Work item ▸
Pictures are not part of the copy; retype all the records below exactly.

Saved entries ▸
------------------------------------------------
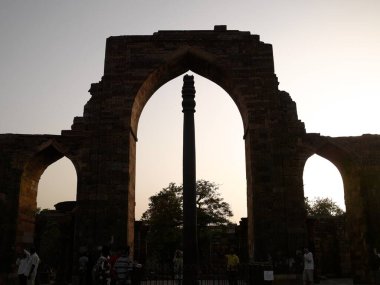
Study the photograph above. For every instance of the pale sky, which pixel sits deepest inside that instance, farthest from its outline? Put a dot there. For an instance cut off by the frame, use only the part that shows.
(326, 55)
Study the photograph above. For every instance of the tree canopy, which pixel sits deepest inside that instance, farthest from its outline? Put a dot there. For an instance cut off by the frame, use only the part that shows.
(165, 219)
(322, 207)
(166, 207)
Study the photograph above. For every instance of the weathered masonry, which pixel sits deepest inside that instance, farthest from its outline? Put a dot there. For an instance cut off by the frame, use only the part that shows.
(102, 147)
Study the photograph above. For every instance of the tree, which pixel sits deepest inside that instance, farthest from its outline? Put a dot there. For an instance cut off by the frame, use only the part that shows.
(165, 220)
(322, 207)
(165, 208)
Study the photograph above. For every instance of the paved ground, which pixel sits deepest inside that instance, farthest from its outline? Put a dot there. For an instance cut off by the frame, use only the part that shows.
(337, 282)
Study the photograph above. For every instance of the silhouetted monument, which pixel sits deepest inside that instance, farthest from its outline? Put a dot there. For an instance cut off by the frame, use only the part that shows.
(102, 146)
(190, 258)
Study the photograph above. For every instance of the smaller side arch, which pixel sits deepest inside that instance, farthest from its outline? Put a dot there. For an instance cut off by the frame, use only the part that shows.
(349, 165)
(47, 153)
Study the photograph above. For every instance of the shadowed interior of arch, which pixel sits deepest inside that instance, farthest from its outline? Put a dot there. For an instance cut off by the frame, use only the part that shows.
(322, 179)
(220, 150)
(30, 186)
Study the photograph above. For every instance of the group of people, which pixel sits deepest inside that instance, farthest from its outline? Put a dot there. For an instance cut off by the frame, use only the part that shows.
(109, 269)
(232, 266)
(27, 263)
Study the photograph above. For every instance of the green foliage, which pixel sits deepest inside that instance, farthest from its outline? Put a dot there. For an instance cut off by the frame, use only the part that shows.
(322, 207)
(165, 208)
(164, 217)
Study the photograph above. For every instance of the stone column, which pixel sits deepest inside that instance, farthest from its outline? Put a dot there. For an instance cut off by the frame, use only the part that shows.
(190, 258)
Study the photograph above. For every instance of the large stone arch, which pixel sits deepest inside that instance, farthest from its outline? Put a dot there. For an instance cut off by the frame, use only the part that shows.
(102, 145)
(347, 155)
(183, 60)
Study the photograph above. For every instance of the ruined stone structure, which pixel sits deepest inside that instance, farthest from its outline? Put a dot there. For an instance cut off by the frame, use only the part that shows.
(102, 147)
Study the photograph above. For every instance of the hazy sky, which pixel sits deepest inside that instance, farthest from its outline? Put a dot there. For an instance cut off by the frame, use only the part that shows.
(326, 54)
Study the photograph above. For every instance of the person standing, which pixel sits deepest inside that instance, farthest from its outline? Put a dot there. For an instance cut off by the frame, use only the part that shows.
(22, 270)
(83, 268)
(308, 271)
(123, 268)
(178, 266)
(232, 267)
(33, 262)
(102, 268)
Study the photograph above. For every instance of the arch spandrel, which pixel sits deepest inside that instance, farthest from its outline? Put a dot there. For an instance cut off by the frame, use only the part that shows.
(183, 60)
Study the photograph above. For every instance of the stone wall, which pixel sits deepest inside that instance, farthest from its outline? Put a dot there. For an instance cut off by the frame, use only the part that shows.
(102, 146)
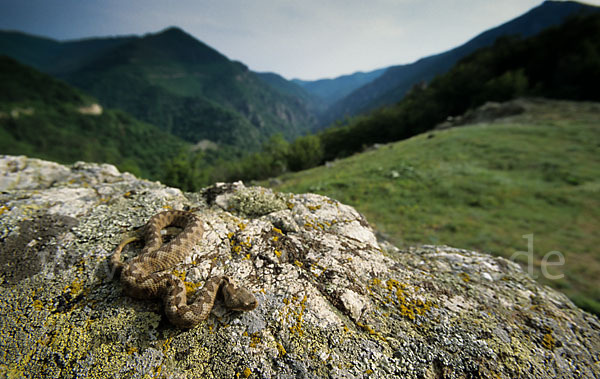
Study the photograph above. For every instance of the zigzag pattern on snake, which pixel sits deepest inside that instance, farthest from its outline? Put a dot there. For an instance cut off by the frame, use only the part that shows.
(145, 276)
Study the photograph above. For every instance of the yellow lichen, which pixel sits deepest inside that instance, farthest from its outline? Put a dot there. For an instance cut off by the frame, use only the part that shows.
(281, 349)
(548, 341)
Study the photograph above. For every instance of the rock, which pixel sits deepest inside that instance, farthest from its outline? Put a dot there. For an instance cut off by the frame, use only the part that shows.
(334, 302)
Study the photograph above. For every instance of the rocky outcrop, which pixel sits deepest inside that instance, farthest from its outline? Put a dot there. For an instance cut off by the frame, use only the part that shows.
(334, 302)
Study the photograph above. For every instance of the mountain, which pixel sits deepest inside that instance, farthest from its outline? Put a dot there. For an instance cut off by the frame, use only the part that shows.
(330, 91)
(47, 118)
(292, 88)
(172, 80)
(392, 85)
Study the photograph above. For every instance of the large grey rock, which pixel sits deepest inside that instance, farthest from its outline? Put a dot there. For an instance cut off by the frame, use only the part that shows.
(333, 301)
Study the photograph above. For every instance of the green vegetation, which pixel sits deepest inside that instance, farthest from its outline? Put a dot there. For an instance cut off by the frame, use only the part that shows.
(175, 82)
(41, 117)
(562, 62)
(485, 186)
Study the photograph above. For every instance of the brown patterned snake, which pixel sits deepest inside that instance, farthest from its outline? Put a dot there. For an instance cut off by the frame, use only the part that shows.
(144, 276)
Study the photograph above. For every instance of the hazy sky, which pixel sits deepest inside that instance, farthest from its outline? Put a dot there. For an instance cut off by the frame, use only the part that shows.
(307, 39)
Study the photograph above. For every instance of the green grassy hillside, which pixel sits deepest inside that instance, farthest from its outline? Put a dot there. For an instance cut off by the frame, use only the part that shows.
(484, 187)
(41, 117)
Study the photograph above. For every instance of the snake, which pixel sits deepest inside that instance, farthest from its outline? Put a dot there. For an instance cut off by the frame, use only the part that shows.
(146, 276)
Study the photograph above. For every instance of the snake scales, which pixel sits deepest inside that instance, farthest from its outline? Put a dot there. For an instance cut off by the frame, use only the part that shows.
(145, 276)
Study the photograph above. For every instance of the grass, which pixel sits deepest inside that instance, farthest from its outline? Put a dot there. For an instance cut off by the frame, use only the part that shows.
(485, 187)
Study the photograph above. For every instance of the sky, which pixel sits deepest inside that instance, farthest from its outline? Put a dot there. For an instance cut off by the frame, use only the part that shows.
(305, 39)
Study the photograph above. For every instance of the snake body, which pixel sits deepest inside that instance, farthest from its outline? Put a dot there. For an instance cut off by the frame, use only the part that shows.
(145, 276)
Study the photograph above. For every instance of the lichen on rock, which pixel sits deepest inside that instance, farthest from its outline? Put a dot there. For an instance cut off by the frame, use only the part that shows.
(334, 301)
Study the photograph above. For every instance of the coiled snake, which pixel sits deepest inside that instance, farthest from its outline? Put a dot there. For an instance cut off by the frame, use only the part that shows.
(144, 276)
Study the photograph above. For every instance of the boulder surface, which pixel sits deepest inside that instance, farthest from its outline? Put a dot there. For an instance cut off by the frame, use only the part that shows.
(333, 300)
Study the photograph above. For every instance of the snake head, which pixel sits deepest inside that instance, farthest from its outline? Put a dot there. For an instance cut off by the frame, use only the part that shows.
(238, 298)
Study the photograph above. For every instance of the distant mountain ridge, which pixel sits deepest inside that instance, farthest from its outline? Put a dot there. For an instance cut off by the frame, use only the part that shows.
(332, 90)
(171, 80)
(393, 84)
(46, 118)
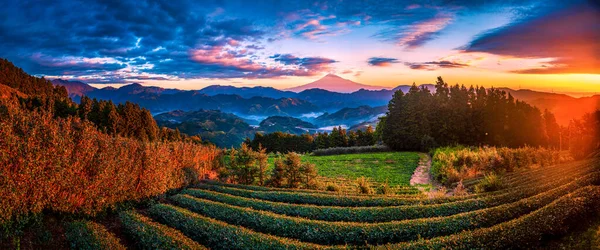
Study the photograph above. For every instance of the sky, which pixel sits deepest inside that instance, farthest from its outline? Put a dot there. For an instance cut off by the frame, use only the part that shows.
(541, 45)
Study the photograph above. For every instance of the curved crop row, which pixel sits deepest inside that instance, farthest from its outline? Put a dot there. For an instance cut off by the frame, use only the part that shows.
------------------------------------------------
Solution to this problem ▸
Study the photograph above. For every instance of the pale sky, which pixel sits deepest inside that instance, farthest from its outline? Put a dot there. For an instance cut off by the frame, use only the part that shows.
(326, 55)
Study the photograph above. For every instance of the tree canopy, which pixel sits deepest inside that instance, farthest from its outline? Put a dot there. For an instance cut off by the frame, use only the part that shows.
(165, 219)
(322, 207)
(166, 207)
Study the photograph above. For every instance of the weathered masonry, which pixel sits deepest inside that instance, farthest from its outline? Put a dot there. For an instance cut off by the frame, use only the part that shows.
(102, 147)
Study the photograph above. For every instance of the tree, which pixel sits deepest inside that instance, farthest from its outline? Put a dot there. For an instance cut off by the frame, use only the part that shows.
(165, 220)
(322, 207)
(165, 208)
Study the photograph above. For every instance of the paved ground, which pixel sits deepest inside that instance, farthest from its outline? Put a dot there. For an instance cut off by the frame, use only the part that shows.
(337, 282)
Study the photograph above. For every instance of the silhouetted monument, which pixel sits deepest inside that instance, farthest from its outline? Put a dot there. For an instance cut off by the frame, use only the part that shows.
(102, 146)
(190, 258)
Study the photograph above. For every instance of the smaller side arch, which pixel sits deepest inside that instance, farthest from its outline? Put a dot there. For an instance cut off by the frame, use only the part that shows.
(349, 165)
(47, 153)
Study the photograph above. For every instance of the shadowed interior of arch, which pixel sits deepest inside that instance, farthest from its outline? Put a dot there. For an instance cut off by the frame, use only the part that shows.
(322, 179)
(220, 150)
(30, 186)
Study the photograph above. For every instance of the group of people, which pixel sits deepest inside that instance, farthest from its outline? Put a dot there. For an instance cut off by the frame, use only the part that shows.
(109, 269)
(232, 266)
(27, 263)
Study the photograph above. For every instance of the green foliage, which pixel sits deepest inside that instance, farthest from its outline? Put a dot there. For an instance cut off by the frame, use only the part that shows.
(322, 207)
(165, 208)
(164, 217)
Study the photograph above. For every instance of the stone column, which pixel sits deepest inside that instance, farthest from its outline? Put a dot there. For an instance cut off by the frame, use only the part that shows.
(190, 258)
Study the photograph above. For every instance of the large stone arch, which pixel sits deepest inside that instance, farthest from its outline? Put a dot there. For an instance cut off by the frame, use only the part that shows.
(102, 145)
(347, 155)
(183, 60)
Study the photograph above. For every instance of the ruined stone structure, which pixel sits deepest inside that instance, farthest from its outline? Put a dot there. For an instance cut off by the frame, use only the part that shows.
(102, 147)
Study the photograph above. For every instance of the hazy sky, which pixel sits deepest inside that instance, farthest from its outline? Put a dot there. For an instance cut off by the frame, use only the part that shows.
(326, 54)
Study the photograph above. For every instance of the person standing, which pixel sits deepest inside that instance, farthest from its outline? Put a dot there. For an instance cut off by the frame, use only the part that shows.
(22, 270)
(83, 268)
(308, 271)
(123, 268)
(178, 266)
(232, 267)
(33, 262)
(102, 268)
Study the photograph above. For every instance of the arch spandrel, which pixel sits deepest inside that instance, farthest from its outline? Put a dot there. For an instance cut off by the frame, use only the part that shows.
(183, 60)
Study the photograph above. For every instance of the stone wall, which pixel sits deepest inside that instance, farthest from its outline? Put a dot there. For an instance cut off by the frame, use only the part that shows.
(102, 146)
Study the photograph above. For every instance of the zigzag pattern on snake, which pixel sits deepest inside that instance, farthest from its outline? Put a dot there. For an instance cut off by the frame, use only the part that shows.
(145, 276)
Study the photograph above. For every instance of the yellow lichen, which pixel sits deepest inside that instance, farthest from its outline? Put a dot there. For an instance cut off by the frame, use only the part that shows.
(281, 349)
(548, 341)
Study the photograph above. For every instance of the rock, which pixel sits deepest inside that instance, farthest from its outline? Put a dot there. For an instance cut off by the frame, use only the part that shows.
(334, 302)
Study the photograph above. For every instance of the rocky outcrop, which pixel sits deepest inside that instance, farthest from its outline? Put a dot there. For an instance cut off by the frame, use only the part that shows.
(334, 302)
Study the photograph above. For every instance of the mountain, which pixel sits deepest inside that instance, farthest from its outline? Put a dot there. For an instance cut off by the frame, use only the part that shows.
(330, 91)
(47, 118)
(292, 88)
(172, 80)
(392, 85)
Study the photograph above. For every instance of the large grey rock, which pixel sits deepest inside that instance, farthest from its outline? Put a dot there. For an instance cut off by the frame, use only the part that shows.
(333, 301)
Study the photograph above. For every instance of the green vegetation, which pixel sits deepest inside that instance, farthest from its outline? Put a dot there. For an instance cut off by the frame, use only the part that shows.
(175, 82)
(41, 117)
(562, 62)
(485, 186)
Study the photograph above. For every instance of the brown patterned snake, which pixel sits deepest inside that instance, farthest from its outline? Put a dot there. For an instance cut off by the frame, use only the part that shows.
(144, 276)
Study the photograph above. For every instance of the hazy sky, which pixel sits deepest inside that instance, farthest from its outline? Put a dot there. For an instance cut off by the frame, use only the part that shows.
(307, 39)
Study the photograph above. For every instance of the green grassy hillside, which pixel sits deepest inside that instance, farthest from its outline? Put a dot there. For an instance cut off by the frame, use only the part that shows.
(484, 187)
(41, 117)
Study the photograph above. For every instance of the snake, which pixel sits deepest inside that instance, farthest from its outline? Put a dot there. For an instance cut off by the frame, use only the part that shows.
(146, 276)
Study the photograph above. For every instance of the snake scales, which pixel sits deepest inside that instance, farthest from its outline? Put a dot there. For an instance cut off by the frame, use only the part that shows.
(145, 276)
Study the photograph above. For every instance of the grass, which pixel sits deepest inside that instance, farthest from its outline? Put a dot there. For an instance cut off by the frame, use only the part that shows.
(485, 187)
Study the photograph above. For every instance of the sky, which pixel sits deepest inside that instance, farthest from its outline? Put a dot there. For an instance cut off by the frame, use only the part that shows.
(305, 39)
Study the photograph above. For every instance of the snake body, which pixel sits deepest inside that instance, farthest from its outline? Put a dot there. For an instance cut off by the frame, use only the part that shows.
(145, 276)
Study the photograph above. For every instance of the lichen on rock, which pixel sits deepest inside that instance, farthest from its outline? Put a dot there. For an instance cut off by the frame, use only the part that shows.
(334, 301)
Study the photograph above. For every instance of the coiled snake, which pixel sits deepest inside that instance, farthest from its outline? Put a dot there. For an instance cut off by the frame, use only the part that shows.
(144, 276)
Study the photograph above. For every instance of the boulder surface, which pixel sits deepest inside that instance, farthest from its outline? Put a dot there. For an instance cut off by the frame, use only the part that shows.
(333, 300)
Study the photograph above. For every instance of the snake head, which pixel sits deepest inside that instance, farthest from its outline? Put a dot there. For an instance cut off by the frame, use only the part that shows.
(238, 298)
Study the photograph above. For every instance of the distant mountain ridge, which pixel sits deepest inside that instance, farthest from its outline? Put a dot there. For an instance cut off by the frame, use only the part that shows.
(332, 90)
(171, 80)
(393, 84)
(46, 118)
Study the photograph above. For every instance of the sky, which pixel sits deepest inside that instance, farthest from its outline? Put a dot there. For an instance cut off by the frame, use only the part that shows.
(541, 45)
Study the photograph above. For every instance of the curved crop row, which pixel sits deepest inside that instance, farthest from its outline? Put a dot there. For an instance cut off by the frame, use only the part that shows.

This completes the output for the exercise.